▸ INPUT DATA
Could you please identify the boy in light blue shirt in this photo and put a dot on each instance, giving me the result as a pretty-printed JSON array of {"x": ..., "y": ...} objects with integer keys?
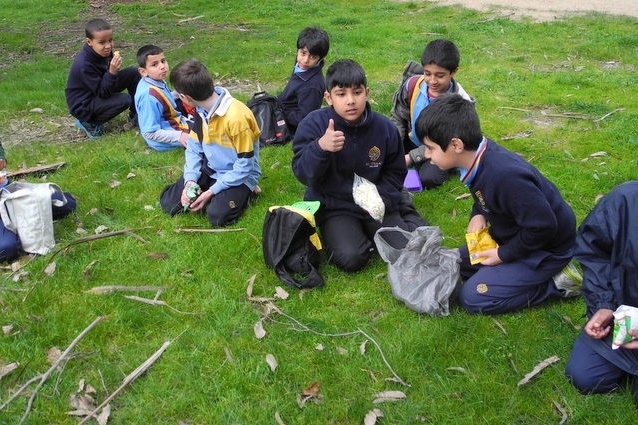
[{"x": 162, "y": 124}]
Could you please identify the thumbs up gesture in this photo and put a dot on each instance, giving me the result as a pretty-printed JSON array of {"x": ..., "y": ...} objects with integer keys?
[{"x": 332, "y": 140}]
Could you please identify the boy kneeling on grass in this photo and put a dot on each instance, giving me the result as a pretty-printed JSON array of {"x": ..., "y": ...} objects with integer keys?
[
  {"x": 221, "y": 168},
  {"x": 333, "y": 144},
  {"x": 523, "y": 211}
]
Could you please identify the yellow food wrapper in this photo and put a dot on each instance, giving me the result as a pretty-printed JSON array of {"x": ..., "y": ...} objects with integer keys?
[{"x": 479, "y": 241}]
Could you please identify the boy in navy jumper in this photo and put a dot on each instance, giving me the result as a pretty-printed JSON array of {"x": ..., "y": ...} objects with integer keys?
[
  {"x": 96, "y": 80},
  {"x": 161, "y": 124},
  {"x": 221, "y": 169},
  {"x": 524, "y": 212},
  {"x": 606, "y": 247},
  {"x": 306, "y": 86},
  {"x": 439, "y": 64},
  {"x": 332, "y": 145}
]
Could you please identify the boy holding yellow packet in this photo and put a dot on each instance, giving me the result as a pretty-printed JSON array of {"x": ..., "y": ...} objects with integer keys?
[{"x": 532, "y": 227}]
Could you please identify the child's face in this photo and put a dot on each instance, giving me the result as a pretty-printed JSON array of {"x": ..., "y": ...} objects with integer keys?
[
  {"x": 438, "y": 79},
  {"x": 445, "y": 160},
  {"x": 102, "y": 42},
  {"x": 306, "y": 60},
  {"x": 156, "y": 67},
  {"x": 348, "y": 102}
]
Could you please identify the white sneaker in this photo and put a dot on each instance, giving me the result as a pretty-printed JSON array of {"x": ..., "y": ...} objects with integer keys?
[{"x": 569, "y": 281}]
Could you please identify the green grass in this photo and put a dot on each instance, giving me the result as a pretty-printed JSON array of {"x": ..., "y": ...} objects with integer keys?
[{"x": 525, "y": 76}]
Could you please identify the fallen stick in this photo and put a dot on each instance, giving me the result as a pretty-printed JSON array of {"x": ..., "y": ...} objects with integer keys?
[
  {"x": 191, "y": 230},
  {"x": 358, "y": 331},
  {"x": 43, "y": 377},
  {"x": 156, "y": 302},
  {"x": 538, "y": 369},
  {"x": 130, "y": 378},
  {"x": 110, "y": 289},
  {"x": 36, "y": 169}
]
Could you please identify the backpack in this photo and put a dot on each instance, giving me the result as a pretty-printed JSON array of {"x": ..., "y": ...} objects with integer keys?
[
  {"x": 270, "y": 117},
  {"x": 291, "y": 244}
]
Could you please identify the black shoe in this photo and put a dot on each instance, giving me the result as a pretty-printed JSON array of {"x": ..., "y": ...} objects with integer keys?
[{"x": 92, "y": 130}]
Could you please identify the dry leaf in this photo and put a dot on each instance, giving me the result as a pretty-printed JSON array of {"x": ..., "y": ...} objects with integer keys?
[
  {"x": 281, "y": 293},
  {"x": 251, "y": 285},
  {"x": 229, "y": 355},
  {"x": 538, "y": 369},
  {"x": 272, "y": 362},
  {"x": 362, "y": 347},
  {"x": 372, "y": 416},
  {"x": 49, "y": 270},
  {"x": 388, "y": 396},
  {"x": 311, "y": 391},
  {"x": 278, "y": 419},
  {"x": 86, "y": 273},
  {"x": 53, "y": 355},
  {"x": 5, "y": 370},
  {"x": 259, "y": 330}
]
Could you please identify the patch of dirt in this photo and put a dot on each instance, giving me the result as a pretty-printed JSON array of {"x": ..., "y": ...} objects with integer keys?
[{"x": 548, "y": 10}]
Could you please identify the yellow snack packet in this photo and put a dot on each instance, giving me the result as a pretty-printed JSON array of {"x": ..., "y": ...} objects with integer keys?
[{"x": 479, "y": 241}]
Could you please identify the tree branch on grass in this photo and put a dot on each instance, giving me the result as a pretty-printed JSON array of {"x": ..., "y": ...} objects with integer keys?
[
  {"x": 357, "y": 332},
  {"x": 130, "y": 378},
  {"x": 43, "y": 377},
  {"x": 194, "y": 230}
]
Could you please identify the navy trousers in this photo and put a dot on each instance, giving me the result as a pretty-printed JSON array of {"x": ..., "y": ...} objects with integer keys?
[
  {"x": 509, "y": 286},
  {"x": 593, "y": 367}
]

▸ AIM OF THE TASK
Could you set down the material above word for word while dropping its pictures?

▸ TASK ANSWER
Could you please identify the boy in light blue shirt in this photo and put a dot on each instance, giving me the result as a pretty-printed JSON array of {"x": ..., "y": ...} objects with integer keys?
[{"x": 162, "y": 124}]
Could you please identify the thumbs up gesture in this photo and put a dot on each instance, giving me the result as a pretty-printed JSON array of {"x": ..., "y": ...} objects with integer keys?
[{"x": 332, "y": 140}]
Could you please identify the boy kneeling on grass in this photo and put a dot on each instance, giving me the result as a pretty-printed JSON array of {"x": ..., "y": ...} objects with integer keys?
[
  {"x": 221, "y": 168},
  {"x": 333, "y": 144},
  {"x": 523, "y": 211}
]
Could you please identify the yellow food wrapper in this photo and put a dot on each instance, giving me the result as a pretty-printed JSON array of {"x": ..., "y": ...} objects with integer keys?
[{"x": 479, "y": 241}]
Could you please identify the boy in navy jumper in this photo and put a dot on each instance, giving me the result as a pretty-printed JSON array of {"x": ..., "y": ...} objects with integer keys?
[
  {"x": 96, "y": 80},
  {"x": 161, "y": 124},
  {"x": 221, "y": 169},
  {"x": 524, "y": 212},
  {"x": 606, "y": 247},
  {"x": 306, "y": 86},
  {"x": 439, "y": 64},
  {"x": 332, "y": 145}
]
Could you please identify the boy holding yellow packet in this photo and put a dot on each instance, giving me the result as a pretty-printed JSON array of {"x": ..., "y": ...} objects with integer keys?
[{"x": 532, "y": 227}]
Could you please identify the child's face in this photo and put a dot on each instance, giving me the result as a pretty-printed JSON array of {"x": ..., "y": ...} objects with integer keys?
[
  {"x": 438, "y": 79},
  {"x": 445, "y": 160},
  {"x": 102, "y": 42},
  {"x": 306, "y": 60},
  {"x": 156, "y": 67},
  {"x": 348, "y": 102}
]
Could you please identify the white sneaker in this photo and put a dot on each instance, giving me the result as a pretty-printed JSON array of {"x": ..., "y": ...} objects with integer keys?
[{"x": 569, "y": 281}]
Could you please identify the green grass in this photo and put a dot on each instance, giving me the result as a pretty-printed JSON array of {"x": ..., "y": ...} objects with integer keys?
[{"x": 525, "y": 76}]
Could you please identify the fallen stick in this photo and put a dot on each instance, giving me the result as a pretty-printed JSON array of {"x": ..., "y": ...} objects with integer keys?
[
  {"x": 191, "y": 230},
  {"x": 358, "y": 331},
  {"x": 43, "y": 377},
  {"x": 156, "y": 302},
  {"x": 538, "y": 369},
  {"x": 130, "y": 378},
  {"x": 110, "y": 289},
  {"x": 36, "y": 169}
]
Could you please identify the backpack in this photo and put a dot on each instance, giving me the result as a pretty-printed JSON array of {"x": ..., "y": ...} objects with integer keys?
[
  {"x": 270, "y": 117},
  {"x": 291, "y": 244}
]
Could you please identify the black shoe in this photo and put a dot on each instance, giving me the result as a pretty-printed JSON array of {"x": ..., "y": ...} objects with integer keys?
[{"x": 92, "y": 130}]
Could you please identify the dry leaf in this photo and put a dot on each instance, giving me the result as a pretty-printed JSON array of {"x": ..., "y": ...} objects with integer keys?
[
  {"x": 281, "y": 293},
  {"x": 251, "y": 285},
  {"x": 229, "y": 355},
  {"x": 538, "y": 369},
  {"x": 272, "y": 362},
  {"x": 362, "y": 347},
  {"x": 372, "y": 416},
  {"x": 49, "y": 270},
  {"x": 388, "y": 396},
  {"x": 311, "y": 391},
  {"x": 278, "y": 419},
  {"x": 86, "y": 273},
  {"x": 53, "y": 355},
  {"x": 5, "y": 370},
  {"x": 259, "y": 330}
]
Could you please identify the patch of dirt in this photo and put a dot on each instance, giving me the result as a pretty-printed JSON array of {"x": ..., "y": ...} objects with integer keys?
[{"x": 548, "y": 10}]
Could you please identify the yellow snack packet in this photo and put a dot on each instance, giving me the result as a pretty-printed JSON array of {"x": ..., "y": ...} objects with integer keys?
[{"x": 479, "y": 241}]
Could you please identify the tree branch on grass in this photo and put a dot on each instance, giving me the result as a pretty-printed JSON array of {"x": ..., "y": ...} objects with integer keys?
[
  {"x": 357, "y": 332},
  {"x": 130, "y": 378},
  {"x": 43, "y": 377},
  {"x": 194, "y": 230}
]
Could you please identify the navy trousers in this photo and put a dot on each instance, giving me the result as a pretty-printed JSON array of {"x": ..., "y": ...} objects with integer keys?
[
  {"x": 509, "y": 286},
  {"x": 593, "y": 367}
]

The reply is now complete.